Directive:
Nothing but the lines from the one containing "black front door?" to the end of the data should be returned, each exactly as written.

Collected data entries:

-*-

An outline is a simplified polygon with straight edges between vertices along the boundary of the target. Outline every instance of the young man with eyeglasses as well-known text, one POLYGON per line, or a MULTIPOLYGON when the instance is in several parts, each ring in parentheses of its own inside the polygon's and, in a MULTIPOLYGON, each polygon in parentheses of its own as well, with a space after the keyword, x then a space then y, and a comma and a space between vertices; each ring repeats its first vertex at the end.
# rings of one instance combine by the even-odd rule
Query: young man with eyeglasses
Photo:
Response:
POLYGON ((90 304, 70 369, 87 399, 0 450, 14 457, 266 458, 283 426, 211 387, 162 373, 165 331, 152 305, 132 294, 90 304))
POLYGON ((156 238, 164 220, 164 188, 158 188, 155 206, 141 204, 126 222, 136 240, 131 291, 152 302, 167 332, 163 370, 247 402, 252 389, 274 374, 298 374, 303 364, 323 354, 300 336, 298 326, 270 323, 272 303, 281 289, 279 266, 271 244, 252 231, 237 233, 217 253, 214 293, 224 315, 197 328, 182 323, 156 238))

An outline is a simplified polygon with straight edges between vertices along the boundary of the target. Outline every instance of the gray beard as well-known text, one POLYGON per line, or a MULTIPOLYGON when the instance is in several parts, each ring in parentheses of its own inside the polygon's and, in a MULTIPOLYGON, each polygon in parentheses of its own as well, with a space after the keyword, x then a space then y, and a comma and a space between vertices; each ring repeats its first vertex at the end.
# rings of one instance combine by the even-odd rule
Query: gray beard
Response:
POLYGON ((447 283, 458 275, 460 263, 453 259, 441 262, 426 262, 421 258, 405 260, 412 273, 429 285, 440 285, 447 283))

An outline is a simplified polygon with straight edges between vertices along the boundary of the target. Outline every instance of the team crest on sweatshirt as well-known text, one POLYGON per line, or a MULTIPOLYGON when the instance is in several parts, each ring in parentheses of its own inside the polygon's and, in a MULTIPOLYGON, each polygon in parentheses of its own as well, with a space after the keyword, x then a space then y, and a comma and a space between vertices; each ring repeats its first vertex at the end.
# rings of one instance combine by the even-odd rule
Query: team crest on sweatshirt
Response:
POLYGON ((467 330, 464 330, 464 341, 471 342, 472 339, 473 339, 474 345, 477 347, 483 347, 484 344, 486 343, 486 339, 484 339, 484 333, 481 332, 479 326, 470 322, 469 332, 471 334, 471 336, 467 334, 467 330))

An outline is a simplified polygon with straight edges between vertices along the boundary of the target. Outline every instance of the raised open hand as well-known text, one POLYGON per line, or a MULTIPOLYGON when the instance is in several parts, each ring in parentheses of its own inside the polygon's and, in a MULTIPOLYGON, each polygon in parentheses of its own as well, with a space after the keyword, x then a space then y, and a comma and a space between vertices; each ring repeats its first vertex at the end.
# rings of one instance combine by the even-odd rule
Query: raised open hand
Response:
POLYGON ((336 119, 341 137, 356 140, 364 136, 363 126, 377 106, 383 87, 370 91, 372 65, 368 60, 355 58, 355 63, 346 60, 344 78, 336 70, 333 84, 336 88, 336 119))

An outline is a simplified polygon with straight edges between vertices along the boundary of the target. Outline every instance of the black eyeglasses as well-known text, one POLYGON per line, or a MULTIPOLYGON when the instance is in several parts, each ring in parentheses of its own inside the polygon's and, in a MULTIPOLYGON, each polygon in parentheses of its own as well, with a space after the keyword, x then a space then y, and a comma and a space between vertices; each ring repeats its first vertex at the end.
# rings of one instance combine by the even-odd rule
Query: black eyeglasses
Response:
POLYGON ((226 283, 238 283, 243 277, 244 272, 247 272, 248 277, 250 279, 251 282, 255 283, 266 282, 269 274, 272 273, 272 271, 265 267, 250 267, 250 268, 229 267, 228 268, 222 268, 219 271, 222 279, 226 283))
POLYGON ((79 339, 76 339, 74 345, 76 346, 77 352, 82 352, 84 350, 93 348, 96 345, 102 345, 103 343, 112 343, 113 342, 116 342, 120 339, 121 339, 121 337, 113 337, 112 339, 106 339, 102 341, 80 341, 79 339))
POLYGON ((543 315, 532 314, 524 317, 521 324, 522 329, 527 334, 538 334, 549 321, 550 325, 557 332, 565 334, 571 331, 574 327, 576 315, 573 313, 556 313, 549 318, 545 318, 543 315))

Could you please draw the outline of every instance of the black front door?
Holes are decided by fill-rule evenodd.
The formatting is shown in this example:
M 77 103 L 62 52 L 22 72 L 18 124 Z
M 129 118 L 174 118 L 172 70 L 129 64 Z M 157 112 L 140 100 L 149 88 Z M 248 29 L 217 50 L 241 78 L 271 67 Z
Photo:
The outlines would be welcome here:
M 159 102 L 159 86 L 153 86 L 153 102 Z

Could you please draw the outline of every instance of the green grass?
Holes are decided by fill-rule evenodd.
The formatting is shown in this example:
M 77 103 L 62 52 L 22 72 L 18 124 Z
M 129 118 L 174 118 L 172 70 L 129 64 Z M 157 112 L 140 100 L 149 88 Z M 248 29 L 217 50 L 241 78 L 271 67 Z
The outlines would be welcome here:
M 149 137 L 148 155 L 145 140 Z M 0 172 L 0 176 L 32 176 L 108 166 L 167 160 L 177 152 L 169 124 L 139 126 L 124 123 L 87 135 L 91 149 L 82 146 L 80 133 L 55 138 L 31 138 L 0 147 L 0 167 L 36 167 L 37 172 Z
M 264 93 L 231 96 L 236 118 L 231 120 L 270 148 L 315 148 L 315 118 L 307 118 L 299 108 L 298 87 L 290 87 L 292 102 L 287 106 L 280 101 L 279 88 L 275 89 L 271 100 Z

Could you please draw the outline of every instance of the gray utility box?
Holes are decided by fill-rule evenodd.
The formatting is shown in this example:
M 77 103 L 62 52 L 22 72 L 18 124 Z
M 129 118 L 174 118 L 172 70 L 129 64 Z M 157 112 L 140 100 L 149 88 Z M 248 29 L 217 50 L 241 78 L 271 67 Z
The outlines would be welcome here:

-*-

Solution to the problem:
Could you please draw the outline of every instance of the black front door?
Holes are decided by fill-rule evenodd.
The formatting is shown in this example:
M 77 103 L 62 52 L 22 72 L 18 124 Z
M 129 118 L 174 118 L 172 70 L 129 64 Z M 157 112 L 140 100 L 149 88 Z M 248 29 L 217 50 L 241 78 L 271 67 Z
Photo:
The outlines would be welcome here:
M 159 102 L 159 86 L 153 86 L 153 102 Z

Could you please draw the outline of every instance of the green grass?
Holes are decided by fill-rule evenodd.
The formatting is shown in this example:
M 77 103 L 62 52 L 22 72 L 18 124 Z
M 129 118 L 174 118 L 172 70 L 129 64 Z M 157 112 L 140 100 L 149 88 Z M 248 29 L 217 50 L 241 78 L 271 67 Z
The outlines would be welcome here:
M 149 137 L 148 155 L 145 140 Z M 0 172 L 0 176 L 32 176 L 108 166 L 167 160 L 177 152 L 169 124 L 139 126 L 124 123 L 87 135 L 91 149 L 82 146 L 80 133 L 55 138 L 31 138 L 0 147 L 0 167 L 36 167 L 37 172 Z
M 264 93 L 231 96 L 236 118 L 231 120 L 270 148 L 315 148 L 315 118 L 307 118 L 299 108 L 298 87 L 290 87 L 292 102 L 287 106 L 280 101 L 279 88 L 275 89 L 271 100 Z

Could you please draw the outline of every instance of the gray utility box?
Holes are decided by fill-rule evenodd.
The formatting is shown in this example:
M 77 103 L 62 52 L 22 72 L 18 124 Z
M 129 118 L 174 118 L 172 70 L 129 64 Z M 157 112 L 140 100 L 149 88 Z M 248 29 L 217 50 L 241 78 L 271 67 Z
The outlines would be welcome here:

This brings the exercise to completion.